> _Objective_:
Please gather every line in the rows below that contains the string "crowd", copying each one in full.

BEGIN Data listing

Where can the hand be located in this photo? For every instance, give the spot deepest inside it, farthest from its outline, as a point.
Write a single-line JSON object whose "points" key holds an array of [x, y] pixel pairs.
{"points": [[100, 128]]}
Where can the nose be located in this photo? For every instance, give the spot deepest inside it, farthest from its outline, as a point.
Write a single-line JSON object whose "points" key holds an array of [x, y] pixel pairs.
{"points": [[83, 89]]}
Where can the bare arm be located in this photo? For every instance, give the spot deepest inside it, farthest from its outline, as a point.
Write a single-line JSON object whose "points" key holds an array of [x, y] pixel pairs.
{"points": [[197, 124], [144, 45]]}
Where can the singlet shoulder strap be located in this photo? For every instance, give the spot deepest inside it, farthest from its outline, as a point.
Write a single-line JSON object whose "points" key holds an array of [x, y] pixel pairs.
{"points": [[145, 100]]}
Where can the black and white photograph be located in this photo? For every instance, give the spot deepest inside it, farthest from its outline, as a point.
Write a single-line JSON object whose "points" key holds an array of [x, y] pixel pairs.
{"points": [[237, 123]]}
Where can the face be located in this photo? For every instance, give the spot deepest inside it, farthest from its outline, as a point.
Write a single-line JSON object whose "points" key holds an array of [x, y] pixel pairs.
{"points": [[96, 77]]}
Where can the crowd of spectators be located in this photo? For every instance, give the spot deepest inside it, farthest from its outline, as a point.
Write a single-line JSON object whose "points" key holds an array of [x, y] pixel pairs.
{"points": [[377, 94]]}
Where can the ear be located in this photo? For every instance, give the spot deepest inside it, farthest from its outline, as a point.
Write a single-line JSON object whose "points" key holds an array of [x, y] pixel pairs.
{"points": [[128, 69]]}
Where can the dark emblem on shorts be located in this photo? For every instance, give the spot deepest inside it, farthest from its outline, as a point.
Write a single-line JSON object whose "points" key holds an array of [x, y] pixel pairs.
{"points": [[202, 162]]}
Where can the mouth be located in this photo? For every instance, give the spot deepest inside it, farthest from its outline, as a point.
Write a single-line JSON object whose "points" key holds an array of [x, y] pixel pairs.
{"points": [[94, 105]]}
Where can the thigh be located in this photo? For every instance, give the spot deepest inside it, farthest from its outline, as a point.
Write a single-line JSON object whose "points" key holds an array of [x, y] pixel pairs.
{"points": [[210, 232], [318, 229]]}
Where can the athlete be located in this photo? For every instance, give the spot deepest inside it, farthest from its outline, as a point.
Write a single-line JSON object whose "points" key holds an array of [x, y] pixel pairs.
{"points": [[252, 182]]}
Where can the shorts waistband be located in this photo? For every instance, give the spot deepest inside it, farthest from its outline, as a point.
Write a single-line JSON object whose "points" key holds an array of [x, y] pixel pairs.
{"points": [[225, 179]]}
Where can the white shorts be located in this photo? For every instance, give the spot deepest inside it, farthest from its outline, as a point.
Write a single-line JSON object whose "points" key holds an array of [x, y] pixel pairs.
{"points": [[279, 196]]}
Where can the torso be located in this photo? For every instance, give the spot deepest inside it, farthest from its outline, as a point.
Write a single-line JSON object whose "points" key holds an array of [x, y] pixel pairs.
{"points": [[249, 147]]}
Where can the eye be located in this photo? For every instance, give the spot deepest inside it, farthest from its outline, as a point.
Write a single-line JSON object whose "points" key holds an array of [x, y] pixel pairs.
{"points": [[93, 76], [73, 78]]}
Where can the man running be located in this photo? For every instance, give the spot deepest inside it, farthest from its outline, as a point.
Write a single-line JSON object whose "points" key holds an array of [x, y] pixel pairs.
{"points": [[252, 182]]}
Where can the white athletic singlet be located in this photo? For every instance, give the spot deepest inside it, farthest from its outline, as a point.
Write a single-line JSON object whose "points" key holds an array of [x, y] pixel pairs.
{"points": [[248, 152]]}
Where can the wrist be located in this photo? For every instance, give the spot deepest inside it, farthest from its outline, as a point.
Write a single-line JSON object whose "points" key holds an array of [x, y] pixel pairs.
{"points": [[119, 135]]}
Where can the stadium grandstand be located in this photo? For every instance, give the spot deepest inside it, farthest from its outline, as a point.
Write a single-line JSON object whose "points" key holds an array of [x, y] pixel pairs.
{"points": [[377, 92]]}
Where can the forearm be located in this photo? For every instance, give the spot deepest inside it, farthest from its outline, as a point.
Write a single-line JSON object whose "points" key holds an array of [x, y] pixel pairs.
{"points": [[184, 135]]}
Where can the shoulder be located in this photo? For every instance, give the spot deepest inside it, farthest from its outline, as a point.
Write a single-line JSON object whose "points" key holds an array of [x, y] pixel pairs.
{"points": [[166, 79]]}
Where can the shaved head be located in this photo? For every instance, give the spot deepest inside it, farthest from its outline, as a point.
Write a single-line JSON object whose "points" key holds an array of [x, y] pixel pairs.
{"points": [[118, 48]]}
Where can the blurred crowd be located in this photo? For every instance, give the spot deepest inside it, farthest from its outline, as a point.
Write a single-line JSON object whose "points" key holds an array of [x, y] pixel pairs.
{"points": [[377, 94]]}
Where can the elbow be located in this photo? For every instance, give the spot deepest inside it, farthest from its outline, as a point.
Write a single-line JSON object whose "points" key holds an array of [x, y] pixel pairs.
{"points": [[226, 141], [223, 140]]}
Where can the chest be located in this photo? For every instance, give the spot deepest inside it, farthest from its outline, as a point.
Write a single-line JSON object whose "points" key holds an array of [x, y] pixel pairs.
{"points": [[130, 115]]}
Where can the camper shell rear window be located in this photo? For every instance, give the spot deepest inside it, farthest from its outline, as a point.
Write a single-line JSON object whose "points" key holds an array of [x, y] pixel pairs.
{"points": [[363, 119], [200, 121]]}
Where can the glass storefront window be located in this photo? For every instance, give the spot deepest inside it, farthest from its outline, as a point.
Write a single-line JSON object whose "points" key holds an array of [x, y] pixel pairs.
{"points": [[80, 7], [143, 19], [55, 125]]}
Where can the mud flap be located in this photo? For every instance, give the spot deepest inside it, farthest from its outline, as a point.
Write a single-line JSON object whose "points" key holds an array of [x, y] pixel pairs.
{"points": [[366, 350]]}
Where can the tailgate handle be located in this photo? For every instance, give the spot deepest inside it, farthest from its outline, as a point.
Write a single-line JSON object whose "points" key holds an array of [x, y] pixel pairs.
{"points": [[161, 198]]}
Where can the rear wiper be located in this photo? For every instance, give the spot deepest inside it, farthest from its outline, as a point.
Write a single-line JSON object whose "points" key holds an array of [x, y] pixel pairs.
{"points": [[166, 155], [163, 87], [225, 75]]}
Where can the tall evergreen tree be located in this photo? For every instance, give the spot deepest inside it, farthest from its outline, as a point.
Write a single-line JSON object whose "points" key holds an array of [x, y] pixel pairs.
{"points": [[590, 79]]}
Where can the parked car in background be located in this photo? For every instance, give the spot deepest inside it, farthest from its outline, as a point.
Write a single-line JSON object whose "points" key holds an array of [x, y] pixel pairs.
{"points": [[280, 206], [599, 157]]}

END Data listing
BEGIN Data listing

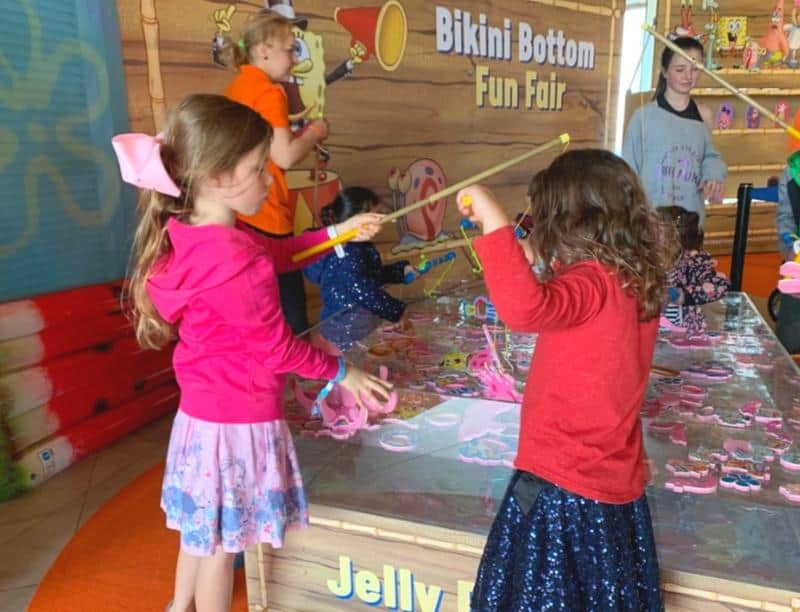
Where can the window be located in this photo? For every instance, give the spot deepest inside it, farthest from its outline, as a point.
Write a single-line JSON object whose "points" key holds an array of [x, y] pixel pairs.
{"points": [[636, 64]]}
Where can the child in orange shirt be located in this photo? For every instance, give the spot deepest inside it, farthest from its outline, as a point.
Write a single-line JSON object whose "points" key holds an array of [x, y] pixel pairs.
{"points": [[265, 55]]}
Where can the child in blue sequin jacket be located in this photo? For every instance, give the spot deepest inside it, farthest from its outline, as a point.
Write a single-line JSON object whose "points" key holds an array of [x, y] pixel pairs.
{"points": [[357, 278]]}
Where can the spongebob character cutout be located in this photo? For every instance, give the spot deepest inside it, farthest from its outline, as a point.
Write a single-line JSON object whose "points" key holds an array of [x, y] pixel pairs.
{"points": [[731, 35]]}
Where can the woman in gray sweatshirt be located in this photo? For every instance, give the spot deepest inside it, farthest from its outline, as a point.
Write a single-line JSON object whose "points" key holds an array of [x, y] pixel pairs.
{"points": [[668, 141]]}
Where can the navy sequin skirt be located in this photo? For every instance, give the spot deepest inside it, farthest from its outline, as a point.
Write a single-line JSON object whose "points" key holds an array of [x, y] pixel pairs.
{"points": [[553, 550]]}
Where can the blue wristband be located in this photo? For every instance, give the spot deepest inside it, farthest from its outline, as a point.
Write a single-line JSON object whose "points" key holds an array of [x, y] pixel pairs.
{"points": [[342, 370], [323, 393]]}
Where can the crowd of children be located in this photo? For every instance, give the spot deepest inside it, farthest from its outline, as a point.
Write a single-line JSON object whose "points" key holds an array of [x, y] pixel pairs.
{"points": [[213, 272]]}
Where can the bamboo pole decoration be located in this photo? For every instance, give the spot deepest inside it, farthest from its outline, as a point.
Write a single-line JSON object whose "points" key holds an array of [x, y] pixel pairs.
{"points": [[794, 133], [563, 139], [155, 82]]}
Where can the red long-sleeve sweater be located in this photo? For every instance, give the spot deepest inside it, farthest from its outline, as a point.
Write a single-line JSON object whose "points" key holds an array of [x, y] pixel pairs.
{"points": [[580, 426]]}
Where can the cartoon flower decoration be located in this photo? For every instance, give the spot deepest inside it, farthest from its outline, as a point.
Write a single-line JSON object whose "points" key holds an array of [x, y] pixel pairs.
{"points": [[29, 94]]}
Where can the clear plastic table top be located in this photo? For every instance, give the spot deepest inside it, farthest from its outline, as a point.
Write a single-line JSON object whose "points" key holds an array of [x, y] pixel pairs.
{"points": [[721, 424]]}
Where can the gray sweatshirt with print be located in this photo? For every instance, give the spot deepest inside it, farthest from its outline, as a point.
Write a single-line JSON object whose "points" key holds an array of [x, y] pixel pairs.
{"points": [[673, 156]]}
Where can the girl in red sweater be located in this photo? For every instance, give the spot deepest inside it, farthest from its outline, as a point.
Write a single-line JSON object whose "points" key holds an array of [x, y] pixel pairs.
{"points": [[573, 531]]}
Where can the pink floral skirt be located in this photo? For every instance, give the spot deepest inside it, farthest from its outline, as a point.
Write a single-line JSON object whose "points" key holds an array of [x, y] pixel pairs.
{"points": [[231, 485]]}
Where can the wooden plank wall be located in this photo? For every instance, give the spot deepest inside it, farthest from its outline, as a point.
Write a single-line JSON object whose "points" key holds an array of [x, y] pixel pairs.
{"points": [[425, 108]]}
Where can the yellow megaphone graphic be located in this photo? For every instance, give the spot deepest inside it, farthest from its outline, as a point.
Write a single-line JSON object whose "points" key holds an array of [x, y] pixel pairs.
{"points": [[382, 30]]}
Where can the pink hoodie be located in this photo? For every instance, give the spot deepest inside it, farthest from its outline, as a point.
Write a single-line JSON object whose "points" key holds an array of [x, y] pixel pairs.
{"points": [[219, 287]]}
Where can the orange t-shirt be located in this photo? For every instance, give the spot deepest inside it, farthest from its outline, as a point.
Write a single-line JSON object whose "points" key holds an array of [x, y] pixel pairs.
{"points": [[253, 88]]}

END Data listing
BEGIN Data listing

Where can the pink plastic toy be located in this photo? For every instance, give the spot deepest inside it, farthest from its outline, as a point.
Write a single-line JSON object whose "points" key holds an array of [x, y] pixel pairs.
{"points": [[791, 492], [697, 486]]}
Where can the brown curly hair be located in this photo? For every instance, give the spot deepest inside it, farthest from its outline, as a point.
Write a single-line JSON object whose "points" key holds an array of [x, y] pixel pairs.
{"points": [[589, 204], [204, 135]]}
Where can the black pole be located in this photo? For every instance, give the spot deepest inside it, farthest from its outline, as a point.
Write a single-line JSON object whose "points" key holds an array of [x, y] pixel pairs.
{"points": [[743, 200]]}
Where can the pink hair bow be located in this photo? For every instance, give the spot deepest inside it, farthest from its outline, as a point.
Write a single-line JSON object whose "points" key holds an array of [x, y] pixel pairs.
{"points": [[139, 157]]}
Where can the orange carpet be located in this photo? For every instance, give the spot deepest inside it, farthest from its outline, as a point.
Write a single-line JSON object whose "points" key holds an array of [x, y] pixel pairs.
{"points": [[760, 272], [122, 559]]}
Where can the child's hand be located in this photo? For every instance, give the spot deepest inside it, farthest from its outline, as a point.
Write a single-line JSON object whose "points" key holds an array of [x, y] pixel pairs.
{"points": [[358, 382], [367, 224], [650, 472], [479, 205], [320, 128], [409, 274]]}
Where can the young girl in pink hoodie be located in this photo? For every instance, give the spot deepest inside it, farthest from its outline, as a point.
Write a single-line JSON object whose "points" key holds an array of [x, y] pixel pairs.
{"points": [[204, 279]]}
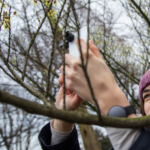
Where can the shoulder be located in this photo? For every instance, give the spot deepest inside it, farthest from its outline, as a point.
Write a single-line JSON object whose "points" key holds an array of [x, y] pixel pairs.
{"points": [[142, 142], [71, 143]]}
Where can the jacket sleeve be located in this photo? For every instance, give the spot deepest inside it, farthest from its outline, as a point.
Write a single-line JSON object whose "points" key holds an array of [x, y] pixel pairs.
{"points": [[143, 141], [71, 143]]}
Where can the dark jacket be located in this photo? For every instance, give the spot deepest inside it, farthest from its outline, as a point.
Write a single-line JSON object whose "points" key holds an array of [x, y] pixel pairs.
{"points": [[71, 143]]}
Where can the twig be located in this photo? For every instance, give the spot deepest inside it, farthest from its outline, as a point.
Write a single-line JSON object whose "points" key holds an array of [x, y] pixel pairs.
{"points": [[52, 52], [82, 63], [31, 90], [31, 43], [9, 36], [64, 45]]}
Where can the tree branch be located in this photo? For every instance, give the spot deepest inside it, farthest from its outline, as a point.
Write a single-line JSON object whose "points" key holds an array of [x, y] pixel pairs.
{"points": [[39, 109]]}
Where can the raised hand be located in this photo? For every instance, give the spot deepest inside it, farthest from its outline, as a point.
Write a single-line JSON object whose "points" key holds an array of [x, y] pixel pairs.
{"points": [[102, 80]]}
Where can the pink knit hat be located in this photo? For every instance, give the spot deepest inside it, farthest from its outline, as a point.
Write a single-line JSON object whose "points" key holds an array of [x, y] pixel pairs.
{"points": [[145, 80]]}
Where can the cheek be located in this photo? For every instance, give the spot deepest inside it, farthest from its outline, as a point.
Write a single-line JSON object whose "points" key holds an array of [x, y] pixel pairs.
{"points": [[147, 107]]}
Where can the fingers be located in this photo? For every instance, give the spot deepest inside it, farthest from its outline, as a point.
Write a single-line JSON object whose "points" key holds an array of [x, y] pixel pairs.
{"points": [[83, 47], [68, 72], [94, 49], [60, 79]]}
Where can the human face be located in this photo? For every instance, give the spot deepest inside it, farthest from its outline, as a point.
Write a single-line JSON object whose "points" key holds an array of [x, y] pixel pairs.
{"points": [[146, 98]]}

END Data listing

> _Exercise answer_:
Where can the crowd of spectators be located in this photo? For every instance, give the spot deepest inside it, farthest from its outline, as a point.
Where can the blurred crowd be located in this photo? For every instance, give the spot deepest inside it, farthest from its outline, as a point.
Where can the crowd of children be located in this photo? For every instance, give the spot deepest inside it, farthest from its outline, as a point.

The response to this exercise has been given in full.